_DIRECTIONS FOR THIS TASK_. Rewrite the entries below, changing "shrub" to "bush" and leaving all other text untouched.

_EXTRACTED INFORMATION_.

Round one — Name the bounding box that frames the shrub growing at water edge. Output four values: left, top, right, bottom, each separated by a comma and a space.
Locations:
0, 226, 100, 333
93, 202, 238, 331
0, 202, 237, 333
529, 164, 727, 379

_WRITTEN ANSWER_.
Round one — Name the bounding box that frames the bush growing at water edge. Output four values: left, top, right, bottom, each separated by a comma and a space.
Locations:
0, 226, 100, 333
93, 202, 238, 331
0, 202, 237, 333
529, 164, 727, 379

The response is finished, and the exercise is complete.